• _Work instructions_: Give back the full listing that follows exactly as it reads.

• _Entries provided_:
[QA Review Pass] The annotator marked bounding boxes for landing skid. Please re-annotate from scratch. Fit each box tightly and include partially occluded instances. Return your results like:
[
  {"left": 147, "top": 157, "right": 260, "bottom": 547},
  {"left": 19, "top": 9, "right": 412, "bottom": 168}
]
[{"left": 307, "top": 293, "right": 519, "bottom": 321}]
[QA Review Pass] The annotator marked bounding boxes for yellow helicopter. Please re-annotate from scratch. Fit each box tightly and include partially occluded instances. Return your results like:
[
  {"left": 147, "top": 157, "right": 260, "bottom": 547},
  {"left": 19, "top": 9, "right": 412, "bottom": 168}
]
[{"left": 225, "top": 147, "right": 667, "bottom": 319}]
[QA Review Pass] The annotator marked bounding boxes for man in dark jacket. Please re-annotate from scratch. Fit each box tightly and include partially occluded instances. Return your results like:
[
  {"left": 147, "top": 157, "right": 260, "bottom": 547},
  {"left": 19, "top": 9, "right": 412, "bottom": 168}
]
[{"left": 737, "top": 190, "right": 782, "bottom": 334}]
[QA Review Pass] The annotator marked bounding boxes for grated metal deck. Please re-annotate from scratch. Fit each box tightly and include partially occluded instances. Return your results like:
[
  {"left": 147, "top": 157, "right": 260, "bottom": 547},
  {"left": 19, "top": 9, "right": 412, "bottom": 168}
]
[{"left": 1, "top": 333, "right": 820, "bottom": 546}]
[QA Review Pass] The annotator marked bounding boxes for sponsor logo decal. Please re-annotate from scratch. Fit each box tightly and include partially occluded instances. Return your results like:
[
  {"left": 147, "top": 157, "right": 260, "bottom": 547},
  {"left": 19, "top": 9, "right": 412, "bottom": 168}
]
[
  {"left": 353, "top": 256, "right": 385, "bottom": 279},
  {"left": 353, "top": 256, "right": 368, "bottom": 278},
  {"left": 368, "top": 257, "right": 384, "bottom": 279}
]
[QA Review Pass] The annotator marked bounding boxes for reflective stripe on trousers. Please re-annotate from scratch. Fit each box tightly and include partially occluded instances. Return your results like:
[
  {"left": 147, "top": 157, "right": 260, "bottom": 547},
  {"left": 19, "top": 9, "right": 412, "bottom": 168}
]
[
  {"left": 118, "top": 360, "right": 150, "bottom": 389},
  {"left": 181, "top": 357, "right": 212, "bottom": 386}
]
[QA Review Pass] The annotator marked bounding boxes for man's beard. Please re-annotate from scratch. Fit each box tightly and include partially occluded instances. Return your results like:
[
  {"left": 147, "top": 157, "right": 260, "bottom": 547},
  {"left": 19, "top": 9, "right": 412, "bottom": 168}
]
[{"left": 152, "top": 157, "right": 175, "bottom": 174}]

• _Result_:
[QA Review Pass] The annotator marked bounding boxes for landing skid. Please re-annotate from scratch. Fit each box tightly and include partially occluded instances. Return your results like:
[
  {"left": 147, "top": 157, "right": 260, "bottom": 547},
  {"left": 19, "top": 9, "right": 412, "bottom": 168}
]
[{"left": 307, "top": 293, "right": 519, "bottom": 321}]
[QA Review Pass] The annotator marked bounding boxes for yellow helicopter. Please re-annotate from scratch. Fit each box tightly and include partially occluded instances. Return your results like:
[
  {"left": 147, "top": 157, "right": 260, "bottom": 547},
  {"left": 19, "top": 9, "right": 412, "bottom": 168}
]
[{"left": 225, "top": 147, "right": 667, "bottom": 319}]
[QA Review Pass] The annotator marked bounding boxes for man in dark jacket. Please re-annotate from scratch. Fit each box tightly and include partially occluded instances. Return your results like:
[
  {"left": 147, "top": 157, "right": 260, "bottom": 547},
  {"left": 19, "top": 9, "right": 412, "bottom": 168}
]
[{"left": 737, "top": 190, "right": 782, "bottom": 334}]
[QA Review Pass] The annotator marked bounding boxes for grated metal deck. Please re-annotate from scratch. Fit each box tightly and include partially occluded instances. Return your results like:
[
  {"left": 147, "top": 157, "right": 260, "bottom": 547},
  {"left": 19, "top": 9, "right": 412, "bottom": 168}
]
[{"left": 1, "top": 333, "right": 820, "bottom": 546}]
[QA Review Pass] The annotator marked bounding boxes for sponsor logo decal. Please re-annotate from scratch. Fit each box tightly and include partially occluded instances. Return your results like:
[
  {"left": 147, "top": 157, "right": 260, "bottom": 547},
  {"left": 19, "top": 9, "right": 412, "bottom": 168}
]
[
  {"left": 353, "top": 256, "right": 385, "bottom": 279},
  {"left": 353, "top": 256, "right": 368, "bottom": 278},
  {"left": 368, "top": 257, "right": 384, "bottom": 279}
]
[QA Review Pass] The annotator marked bounding boxes for reflective stripe on trousers. Please re-annotate from scratch. Fit each box tightly and include partially occluded instances. Return your results like:
[
  {"left": 147, "top": 157, "right": 260, "bottom": 547},
  {"left": 19, "top": 9, "right": 412, "bottom": 168}
]
[
  {"left": 118, "top": 360, "right": 150, "bottom": 389},
  {"left": 181, "top": 357, "right": 212, "bottom": 386}
]
[QA Review Pass] The annotator marked bounding boxes for man's beard. Please re-annotate from scratch. Fit each box tightly and include partially occluded instances. Return your results like:
[
  {"left": 147, "top": 157, "right": 260, "bottom": 547},
  {"left": 19, "top": 9, "right": 412, "bottom": 168}
]
[{"left": 152, "top": 157, "right": 175, "bottom": 174}]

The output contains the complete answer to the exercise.